WHAT TO PRODUCE — Starting at the line that contains "the car windshield", return each line exactly as written until the listing below ends, and return no other line.

DATA TO USE —
......

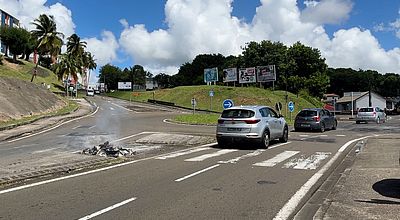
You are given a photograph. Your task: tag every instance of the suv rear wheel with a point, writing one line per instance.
(265, 139)
(285, 136)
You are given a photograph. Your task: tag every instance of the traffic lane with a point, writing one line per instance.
(150, 179)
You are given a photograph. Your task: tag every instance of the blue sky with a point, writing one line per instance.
(163, 34)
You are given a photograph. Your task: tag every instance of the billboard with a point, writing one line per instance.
(230, 75)
(124, 85)
(266, 73)
(211, 75)
(247, 75)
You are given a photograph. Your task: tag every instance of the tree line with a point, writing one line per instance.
(46, 41)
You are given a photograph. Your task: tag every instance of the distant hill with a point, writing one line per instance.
(20, 98)
(182, 96)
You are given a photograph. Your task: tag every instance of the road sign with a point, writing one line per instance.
(211, 93)
(227, 103)
(194, 102)
(291, 106)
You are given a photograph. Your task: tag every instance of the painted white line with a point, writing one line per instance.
(52, 128)
(295, 200)
(177, 154)
(130, 110)
(207, 156)
(310, 163)
(86, 173)
(197, 173)
(108, 209)
(277, 159)
(252, 154)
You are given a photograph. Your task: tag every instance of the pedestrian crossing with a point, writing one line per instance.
(287, 159)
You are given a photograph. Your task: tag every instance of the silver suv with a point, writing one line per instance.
(370, 114)
(251, 123)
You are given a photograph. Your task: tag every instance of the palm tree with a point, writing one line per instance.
(49, 40)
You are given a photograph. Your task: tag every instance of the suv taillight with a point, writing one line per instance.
(252, 121)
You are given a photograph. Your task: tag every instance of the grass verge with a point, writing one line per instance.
(70, 107)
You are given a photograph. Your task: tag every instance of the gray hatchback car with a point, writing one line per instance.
(259, 124)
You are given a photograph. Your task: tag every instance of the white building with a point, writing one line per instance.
(359, 100)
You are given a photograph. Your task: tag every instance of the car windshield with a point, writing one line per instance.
(307, 113)
(237, 113)
(366, 110)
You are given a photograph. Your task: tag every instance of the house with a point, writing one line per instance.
(352, 101)
(8, 21)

......

YOUR RESPONSE —
You are given a photograph. Your task: tag every instance of the car windshield with a point, writing one line per instance.
(307, 113)
(237, 113)
(366, 110)
You are given a photograph. Your task: tag every instance of the house with a point, writing one line per instance.
(352, 101)
(8, 21)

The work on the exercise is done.